(USANDO LA INFORMACIÓN)
**1.** Reproduce literalmente el pasaje de la semblanza que comienza con las palabras "Qué difícil también" y termina con "terminar el bachillerato.".
**2.** Enumera todas las expresiones que aparecen entre comillas en la semblanza.

(FRAGMENTO)
↓↓↓

Semblanza del P. Julio Colomer Casanova

Qué difícil es despedirnos de las personas que queremos, que han sido parte integrante de nuestras vidas. Julio era muy querido y respetado por sus compañeros jesuitas, en especial los que tratamos con él en sus sucesivos cargos de gobierno en la antigua provincia de Aragón, pero también por tantos a los que ha acompañado y aconsejado en su última etapa de “jubilación”.

Qué difícil también para cada uno de nosotros enfrentarse a la propia muerte. Julio hacía ya tiempo que la veía cercana, y más cuando en marzo pasado fallecieron José Ignacio González Faus e Ignasi Salat, compañeros de curso suyos en el Colegio San José de Valencia, que habían entrado también en la Compañía al terminar el bachillerato.

Julio trataba de prepararse a la muerte, leyendo y meditando, pero reconocía también la incertidumbre que sentía ante la incógnita del más allá. Sin embargo, como me dijo un día, también había rebrotado en él lo que el filósofo Paul Ricoeur llamó “una segunda ingenuidad”, que se abría con sencillez al misterio de la muerte y se expresaba en la práctica de devociones esenciales. El día en que le dijeron los médicos que lo que tenía era maligno, me lo encontré en su cuarto en silencio delante del crucifijo de sus votos. Por eso, cuando en la Semana Santa ya no podía participar de las celebraciones comunitarias, se unió a la adoración de la cruz besando él también ese crucifijo de votos, que hemos dejado entre sus manos en el féretro. En verdad esta cuaresma ha sido para él una unión progresiva al camino doloroso de la cruz de Jesús. Un camino que sin embargo ha terminado el viernes de la semana de Pascua, 25 de abril, en la Vida nueva del Resucitado. Como dice san Pablo, “en la vida y en la muerte somos del Señor”.

↑↑↑

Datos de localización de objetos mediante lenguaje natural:
↓↓↓

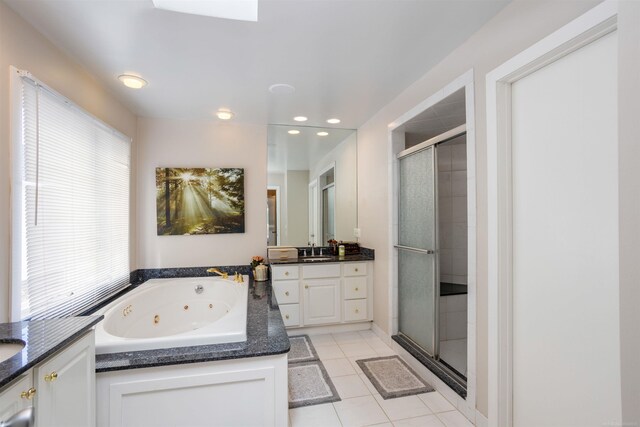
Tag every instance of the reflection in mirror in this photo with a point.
(311, 185)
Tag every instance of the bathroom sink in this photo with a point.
(8, 349)
(316, 258)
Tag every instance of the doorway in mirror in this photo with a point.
(273, 216)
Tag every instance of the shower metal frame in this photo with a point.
(431, 143)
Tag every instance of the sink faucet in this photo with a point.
(215, 270)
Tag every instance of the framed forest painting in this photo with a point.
(199, 201)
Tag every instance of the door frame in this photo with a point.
(276, 188)
(395, 145)
(592, 25)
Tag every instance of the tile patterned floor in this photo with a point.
(361, 404)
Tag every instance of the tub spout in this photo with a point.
(215, 270)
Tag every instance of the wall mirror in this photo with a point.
(311, 185)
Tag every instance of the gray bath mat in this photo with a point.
(392, 377)
(301, 349)
(309, 384)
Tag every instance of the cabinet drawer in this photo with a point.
(284, 272)
(355, 287)
(287, 291)
(355, 269)
(11, 400)
(290, 314)
(320, 271)
(355, 309)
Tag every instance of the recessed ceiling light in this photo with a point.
(131, 81)
(245, 10)
(282, 88)
(224, 114)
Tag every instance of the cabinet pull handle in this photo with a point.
(51, 377)
(28, 394)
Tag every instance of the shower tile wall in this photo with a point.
(452, 198)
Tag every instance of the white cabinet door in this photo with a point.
(321, 301)
(16, 397)
(66, 386)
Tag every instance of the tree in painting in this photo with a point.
(199, 200)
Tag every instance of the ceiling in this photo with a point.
(301, 151)
(437, 119)
(346, 58)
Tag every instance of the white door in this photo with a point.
(322, 301)
(66, 387)
(565, 240)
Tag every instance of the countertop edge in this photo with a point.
(32, 363)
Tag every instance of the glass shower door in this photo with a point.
(417, 287)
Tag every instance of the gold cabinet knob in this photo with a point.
(28, 394)
(51, 377)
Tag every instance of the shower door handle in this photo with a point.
(422, 251)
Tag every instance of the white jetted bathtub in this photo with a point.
(165, 313)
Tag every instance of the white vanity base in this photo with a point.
(237, 392)
(330, 329)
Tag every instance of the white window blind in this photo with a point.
(71, 226)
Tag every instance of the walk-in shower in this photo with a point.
(431, 248)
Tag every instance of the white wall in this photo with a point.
(629, 205)
(25, 48)
(515, 28)
(201, 143)
(345, 157)
(296, 228)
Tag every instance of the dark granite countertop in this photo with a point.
(448, 289)
(266, 336)
(43, 338)
(365, 254)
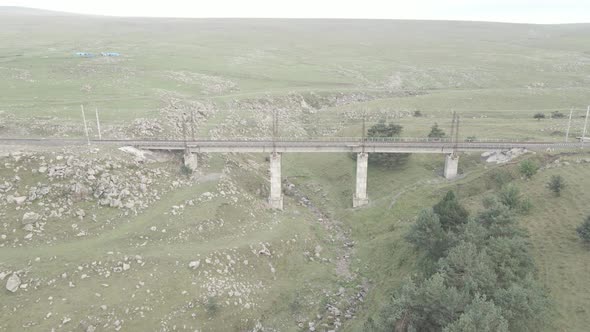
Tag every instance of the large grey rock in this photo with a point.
(13, 283)
(30, 217)
(20, 200)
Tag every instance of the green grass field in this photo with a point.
(323, 76)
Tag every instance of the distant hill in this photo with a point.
(25, 11)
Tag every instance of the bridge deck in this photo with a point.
(313, 145)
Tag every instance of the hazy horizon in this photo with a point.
(523, 12)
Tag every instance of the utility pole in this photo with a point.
(456, 133)
(363, 134)
(275, 129)
(193, 125)
(85, 125)
(184, 129)
(452, 135)
(585, 123)
(567, 132)
(98, 124)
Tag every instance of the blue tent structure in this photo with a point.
(85, 54)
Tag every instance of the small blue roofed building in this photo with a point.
(110, 54)
(85, 54)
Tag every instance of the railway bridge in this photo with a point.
(361, 146)
(277, 146)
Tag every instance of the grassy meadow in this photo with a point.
(323, 76)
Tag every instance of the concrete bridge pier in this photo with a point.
(276, 194)
(360, 196)
(451, 166)
(190, 160)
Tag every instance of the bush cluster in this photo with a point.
(477, 272)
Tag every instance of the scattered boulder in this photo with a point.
(194, 265)
(500, 157)
(13, 283)
(20, 200)
(30, 217)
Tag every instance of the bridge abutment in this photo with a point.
(360, 196)
(276, 194)
(451, 166)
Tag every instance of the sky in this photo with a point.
(518, 11)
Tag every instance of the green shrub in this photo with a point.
(185, 170)
(584, 230)
(556, 184)
(450, 212)
(528, 168)
(436, 132)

↑↑↑

(LISTA DE SOLUCIONES)
**1.**
Qué difícil también para cada uno de nosotros enfrentarse a la propia muerte. Julio hacía ya tiempo que la veía cercana, y más cuando en marzo pasado fallecieron José Ignacio González Faus e Ignasi Salat, compañeros de curso suyos en el Colegio San José de Valencia, que habían entrado también en la Compañía al terminar el bachillerato.

**2.**
- “jubilación”
- “una segunda ingenuidad”
- “en la vida y en la muerte somos del Señor”